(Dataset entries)
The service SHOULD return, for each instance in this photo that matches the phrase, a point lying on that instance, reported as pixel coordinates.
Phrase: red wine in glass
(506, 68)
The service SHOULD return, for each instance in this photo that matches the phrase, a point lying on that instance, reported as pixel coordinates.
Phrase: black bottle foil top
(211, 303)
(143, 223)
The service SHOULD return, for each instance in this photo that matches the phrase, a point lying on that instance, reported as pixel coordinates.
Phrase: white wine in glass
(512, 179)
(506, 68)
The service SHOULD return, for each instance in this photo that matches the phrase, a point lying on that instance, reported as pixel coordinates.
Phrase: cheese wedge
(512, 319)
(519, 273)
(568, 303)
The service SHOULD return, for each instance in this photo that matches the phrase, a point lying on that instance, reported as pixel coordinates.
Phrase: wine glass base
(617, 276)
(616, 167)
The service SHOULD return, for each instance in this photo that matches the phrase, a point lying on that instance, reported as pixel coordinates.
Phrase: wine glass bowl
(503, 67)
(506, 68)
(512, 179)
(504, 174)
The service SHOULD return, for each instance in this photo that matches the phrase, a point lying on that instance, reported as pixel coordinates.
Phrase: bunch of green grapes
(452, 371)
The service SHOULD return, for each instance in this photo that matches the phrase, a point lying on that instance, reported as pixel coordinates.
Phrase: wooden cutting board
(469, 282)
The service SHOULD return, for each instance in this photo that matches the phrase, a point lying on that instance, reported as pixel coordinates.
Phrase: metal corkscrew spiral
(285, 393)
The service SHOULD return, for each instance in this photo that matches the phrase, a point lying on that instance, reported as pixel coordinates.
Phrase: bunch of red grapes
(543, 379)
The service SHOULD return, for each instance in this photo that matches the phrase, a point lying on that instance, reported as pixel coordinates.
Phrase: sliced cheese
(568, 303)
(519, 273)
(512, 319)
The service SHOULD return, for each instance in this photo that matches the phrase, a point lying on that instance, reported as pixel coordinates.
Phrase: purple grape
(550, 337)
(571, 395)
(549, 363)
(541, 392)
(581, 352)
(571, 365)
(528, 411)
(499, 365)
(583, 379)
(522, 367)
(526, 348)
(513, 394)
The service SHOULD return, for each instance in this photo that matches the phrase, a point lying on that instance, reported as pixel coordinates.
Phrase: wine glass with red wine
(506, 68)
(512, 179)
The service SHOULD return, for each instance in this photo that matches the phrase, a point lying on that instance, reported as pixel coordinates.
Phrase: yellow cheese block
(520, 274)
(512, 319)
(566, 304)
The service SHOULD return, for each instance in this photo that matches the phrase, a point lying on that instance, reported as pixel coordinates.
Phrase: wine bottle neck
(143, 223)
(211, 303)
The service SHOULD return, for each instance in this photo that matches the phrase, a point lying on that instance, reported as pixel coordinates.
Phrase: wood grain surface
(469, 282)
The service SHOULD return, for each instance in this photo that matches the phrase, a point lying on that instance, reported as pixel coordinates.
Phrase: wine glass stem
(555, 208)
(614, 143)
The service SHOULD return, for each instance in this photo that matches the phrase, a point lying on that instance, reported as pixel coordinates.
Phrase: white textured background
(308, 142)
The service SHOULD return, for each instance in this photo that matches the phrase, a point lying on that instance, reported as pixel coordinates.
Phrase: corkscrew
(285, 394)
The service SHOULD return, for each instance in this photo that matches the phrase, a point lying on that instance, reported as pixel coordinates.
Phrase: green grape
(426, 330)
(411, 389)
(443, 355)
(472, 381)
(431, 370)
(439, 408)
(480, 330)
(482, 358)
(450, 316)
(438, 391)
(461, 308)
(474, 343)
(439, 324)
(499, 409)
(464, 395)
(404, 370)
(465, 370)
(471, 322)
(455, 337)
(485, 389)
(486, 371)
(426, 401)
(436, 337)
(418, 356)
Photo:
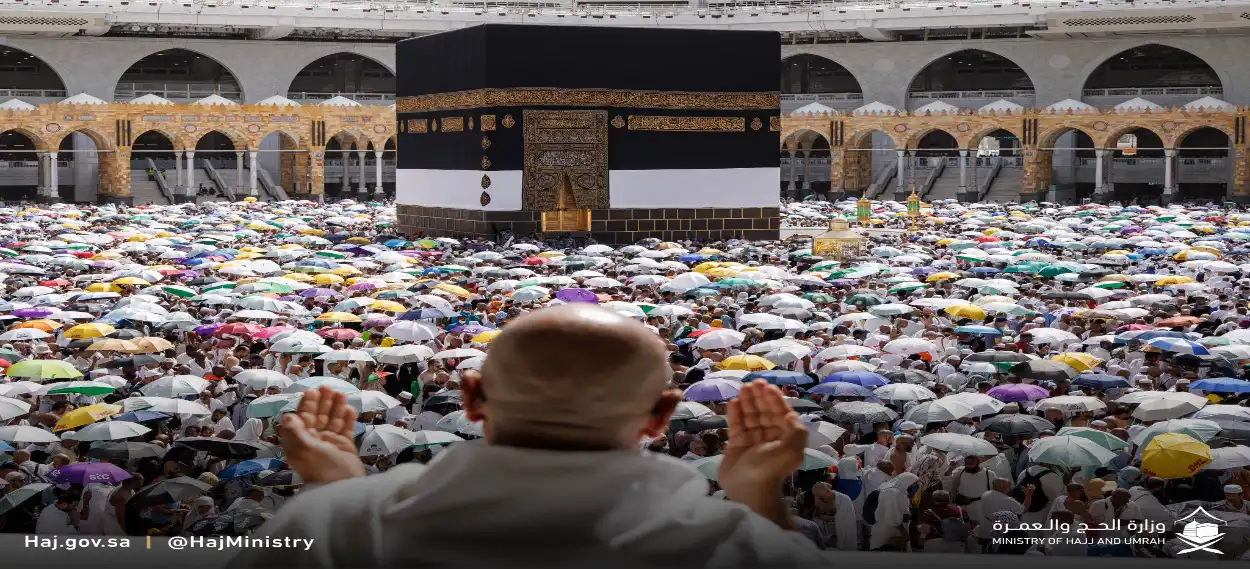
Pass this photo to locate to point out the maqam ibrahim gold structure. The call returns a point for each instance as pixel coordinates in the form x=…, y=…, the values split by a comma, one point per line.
x=1036, y=129
x=113, y=128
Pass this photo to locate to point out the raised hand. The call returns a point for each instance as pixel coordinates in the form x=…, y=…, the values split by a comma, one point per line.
x=765, y=445
x=319, y=438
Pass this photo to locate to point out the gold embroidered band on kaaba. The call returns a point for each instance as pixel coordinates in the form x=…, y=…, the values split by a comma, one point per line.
x=618, y=98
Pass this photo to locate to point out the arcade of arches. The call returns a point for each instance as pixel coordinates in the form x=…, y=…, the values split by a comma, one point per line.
x=853, y=146
x=120, y=135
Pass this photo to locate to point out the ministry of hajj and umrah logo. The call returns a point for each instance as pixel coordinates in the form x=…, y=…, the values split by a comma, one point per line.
x=1200, y=532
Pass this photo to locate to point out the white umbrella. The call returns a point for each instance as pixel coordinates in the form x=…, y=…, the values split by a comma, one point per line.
x=380, y=440
x=264, y=379
x=346, y=355
x=175, y=387
x=904, y=392
x=968, y=445
x=719, y=339
x=109, y=430
x=11, y=408
x=404, y=354
x=823, y=433
x=371, y=402
x=26, y=435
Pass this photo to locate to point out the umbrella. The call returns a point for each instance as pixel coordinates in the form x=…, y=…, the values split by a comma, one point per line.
x=1069, y=452
x=88, y=473
x=966, y=445
x=1016, y=424
x=860, y=413
x=1173, y=455
x=170, y=489
x=713, y=390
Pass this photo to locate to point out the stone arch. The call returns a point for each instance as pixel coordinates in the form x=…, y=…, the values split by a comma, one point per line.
x=34, y=135
x=101, y=141
x=1114, y=135
x=18, y=55
x=236, y=139
x=953, y=55
x=1093, y=69
x=234, y=74
x=796, y=70
x=1178, y=140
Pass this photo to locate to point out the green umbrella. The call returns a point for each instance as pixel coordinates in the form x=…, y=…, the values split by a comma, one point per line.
x=179, y=290
x=43, y=369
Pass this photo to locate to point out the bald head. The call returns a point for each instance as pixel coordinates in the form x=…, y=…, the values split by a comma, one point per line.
x=571, y=377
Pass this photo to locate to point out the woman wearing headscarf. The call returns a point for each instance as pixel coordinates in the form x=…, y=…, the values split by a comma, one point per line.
x=893, y=508
x=848, y=480
x=201, y=508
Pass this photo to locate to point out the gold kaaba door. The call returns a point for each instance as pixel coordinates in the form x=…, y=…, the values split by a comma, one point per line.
x=565, y=166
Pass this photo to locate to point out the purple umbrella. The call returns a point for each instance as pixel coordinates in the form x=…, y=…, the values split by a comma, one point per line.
x=716, y=389
x=576, y=295
x=206, y=330
x=1019, y=392
x=470, y=329
x=88, y=473
x=310, y=293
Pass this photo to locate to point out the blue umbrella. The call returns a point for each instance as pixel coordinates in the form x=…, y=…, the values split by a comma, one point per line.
x=1221, y=385
x=866, y=379
x=1100, y=382
x=841, y=389
x=248, y=468
x=979, y=330
x=139, y=417
x=780, y=377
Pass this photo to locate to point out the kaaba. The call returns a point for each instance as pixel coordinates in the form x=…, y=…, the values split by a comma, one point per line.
x=613, y=133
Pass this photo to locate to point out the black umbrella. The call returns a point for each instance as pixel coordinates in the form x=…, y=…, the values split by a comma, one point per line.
x=910, y=375
x=281, y=478
x=228, y=449
x=134, y=362
x=706, y=422
x=240, y=522
x=996, y=357
x=1040, y=370
x=1016, y=424
x=170, y=489
x=126, y=450
x=804, y=405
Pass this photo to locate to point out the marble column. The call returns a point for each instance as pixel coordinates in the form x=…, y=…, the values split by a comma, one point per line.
x=378, y=173
x=253, y=156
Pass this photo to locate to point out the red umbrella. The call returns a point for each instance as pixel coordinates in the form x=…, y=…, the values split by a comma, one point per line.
x=238, y=329
x=339, y=333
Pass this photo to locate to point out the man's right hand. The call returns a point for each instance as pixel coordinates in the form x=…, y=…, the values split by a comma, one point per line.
x=319, y=438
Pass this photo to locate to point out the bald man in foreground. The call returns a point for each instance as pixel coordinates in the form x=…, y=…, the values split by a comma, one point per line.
x=564, y=397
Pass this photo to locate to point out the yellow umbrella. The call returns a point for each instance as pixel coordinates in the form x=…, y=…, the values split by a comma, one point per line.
x=325, y=278
x=41, y=324
x=339, y=318
x=113, y=344
x=1078, y=360
x=966, y=310
x=85, y=415
x=84, y=332
x=1168, y=280
x=1174, y=455
x=456, y=290
x=749, y=363
x=103, y=288
x=388, y=307
x=486, y=337
x=151, y=344
x=943, y=275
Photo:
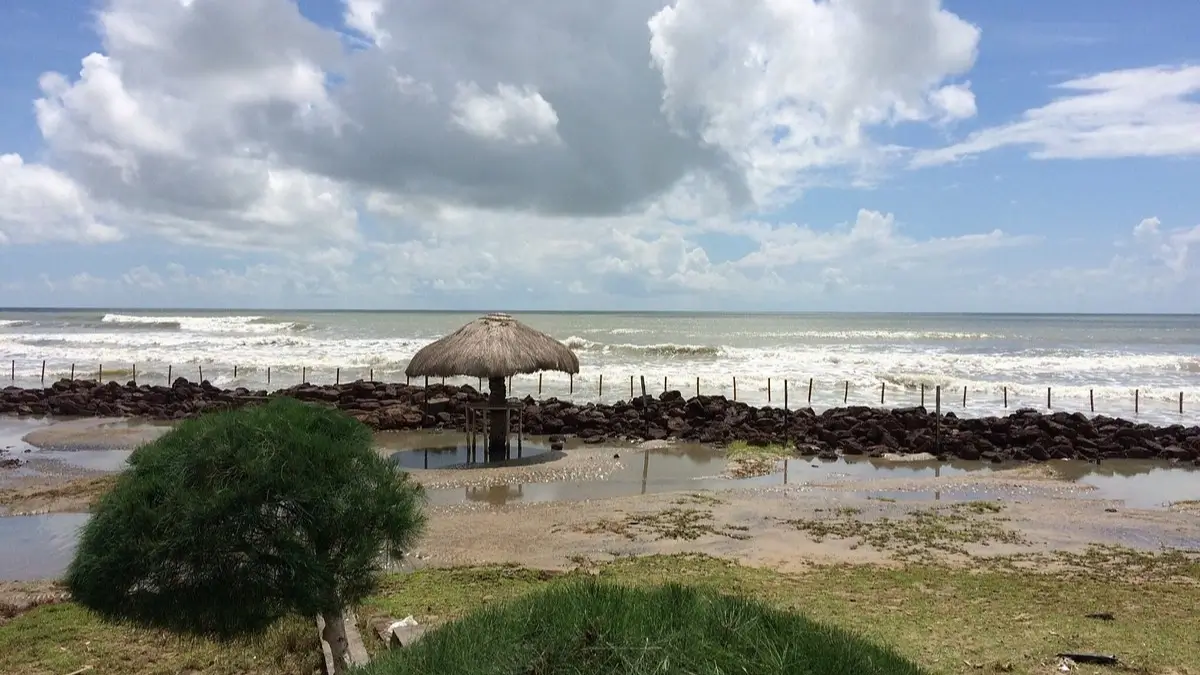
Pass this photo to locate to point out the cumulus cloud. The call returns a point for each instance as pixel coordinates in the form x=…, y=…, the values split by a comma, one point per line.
x=1129, y=113
x=41, y=204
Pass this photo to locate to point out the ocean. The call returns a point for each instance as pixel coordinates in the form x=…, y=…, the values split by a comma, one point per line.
x=1109, y=363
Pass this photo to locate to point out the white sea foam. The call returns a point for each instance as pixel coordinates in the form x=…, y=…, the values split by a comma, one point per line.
x=895, y=363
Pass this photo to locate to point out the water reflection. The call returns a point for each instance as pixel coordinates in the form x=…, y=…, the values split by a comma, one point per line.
x=37, y=547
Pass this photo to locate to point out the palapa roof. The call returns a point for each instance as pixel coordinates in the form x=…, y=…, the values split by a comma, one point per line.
x=492, y=346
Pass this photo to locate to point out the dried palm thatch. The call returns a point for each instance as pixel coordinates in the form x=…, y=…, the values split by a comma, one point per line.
x=492, y=346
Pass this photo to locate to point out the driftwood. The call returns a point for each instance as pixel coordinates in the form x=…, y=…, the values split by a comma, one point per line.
x=394, y=634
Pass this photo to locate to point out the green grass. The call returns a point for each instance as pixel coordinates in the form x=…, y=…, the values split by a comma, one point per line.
x=588, y=626
x=993, y=616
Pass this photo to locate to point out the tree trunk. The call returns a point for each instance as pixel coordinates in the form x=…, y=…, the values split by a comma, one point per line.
x=498, y=424
x=334, y=633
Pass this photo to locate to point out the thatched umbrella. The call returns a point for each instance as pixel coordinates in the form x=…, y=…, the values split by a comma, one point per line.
x=493, y=347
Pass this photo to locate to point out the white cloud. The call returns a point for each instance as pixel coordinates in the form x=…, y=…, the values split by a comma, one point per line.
x=1129, y=113
x=41, y=204
x=511, y=114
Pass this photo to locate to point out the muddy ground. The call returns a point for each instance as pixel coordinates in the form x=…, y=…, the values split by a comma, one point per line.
x=1027, y=511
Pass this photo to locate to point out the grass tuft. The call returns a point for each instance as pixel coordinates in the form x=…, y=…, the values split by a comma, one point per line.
x=588, y=626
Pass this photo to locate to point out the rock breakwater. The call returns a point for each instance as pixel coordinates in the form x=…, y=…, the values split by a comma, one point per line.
x=1025, y=435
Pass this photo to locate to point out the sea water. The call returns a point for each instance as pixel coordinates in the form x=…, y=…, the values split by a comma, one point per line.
x=1107, y=362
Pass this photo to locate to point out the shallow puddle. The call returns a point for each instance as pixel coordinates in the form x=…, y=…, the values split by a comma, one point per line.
x=37, y=547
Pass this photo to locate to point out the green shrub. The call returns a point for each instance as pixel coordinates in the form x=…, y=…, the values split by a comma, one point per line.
x=591, y=627
x=233, y=520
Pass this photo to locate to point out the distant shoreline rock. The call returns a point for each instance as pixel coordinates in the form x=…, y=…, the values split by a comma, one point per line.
x=1025, y=435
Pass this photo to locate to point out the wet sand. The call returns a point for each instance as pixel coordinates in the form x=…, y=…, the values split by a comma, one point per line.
x=767, y=521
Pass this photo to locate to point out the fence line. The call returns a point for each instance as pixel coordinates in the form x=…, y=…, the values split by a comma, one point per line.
x=839, y=387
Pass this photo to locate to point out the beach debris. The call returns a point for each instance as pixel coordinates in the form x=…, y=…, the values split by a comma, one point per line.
x=1071, y=658
x=402, y=633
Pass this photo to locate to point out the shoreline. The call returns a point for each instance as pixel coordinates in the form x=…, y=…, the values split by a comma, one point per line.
x=1025, y=435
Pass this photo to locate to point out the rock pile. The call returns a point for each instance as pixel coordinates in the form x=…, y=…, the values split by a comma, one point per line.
x=1024, y=435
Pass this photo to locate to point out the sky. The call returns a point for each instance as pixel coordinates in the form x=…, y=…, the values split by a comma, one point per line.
x=784, y=155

Exercise ::
Return, exactly as written, only those lines that run from the one with "Pass this photo to locate to point out the beach" to the last line of the data, both of those lines included.

Task solution ::
Pass this photo to locate to point out the beach debris. The call returns a point for each instance as pixel coordinates in the form x=…, y=…, the values split by a comma, one point per line.
x=1071, y=658
x=402, y=633
Pass this photo to locate to point out the shoreline. The call returns a point for each instance as pixel coordinates in the form x=…, y=…, the values split by a comma, one point per line.
x=1025, y=435
Pass this photo to locate to point out the rock pile. The call returns a point for each instance as pixel coordinates in the form x=…, y=…, the values split by a comma, one point per line.
x=1024, y=435
Pass this photo to locate to point out the sky. The call returns a point for each instance as pixel coordinates in the form x=…, y=…, the values split by a comma, one point per line.
x=784, y=155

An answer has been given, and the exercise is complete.